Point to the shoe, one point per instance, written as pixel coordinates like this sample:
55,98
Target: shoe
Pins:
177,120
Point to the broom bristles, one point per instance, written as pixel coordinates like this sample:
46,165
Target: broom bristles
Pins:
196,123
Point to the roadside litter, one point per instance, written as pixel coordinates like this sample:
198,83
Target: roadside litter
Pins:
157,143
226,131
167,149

★ ★ ★ ★ ★

- [Requirements]
Return the lines of the material verbatim, from the line containing "Point to the roadside" up to and including the last line of the material.

- [Response below]
Point to the roadside litter, one point per instance, written as pixel coordinates like this sample:
198,83
Target: roadside litter
Pins:
157,143
226,131
167,149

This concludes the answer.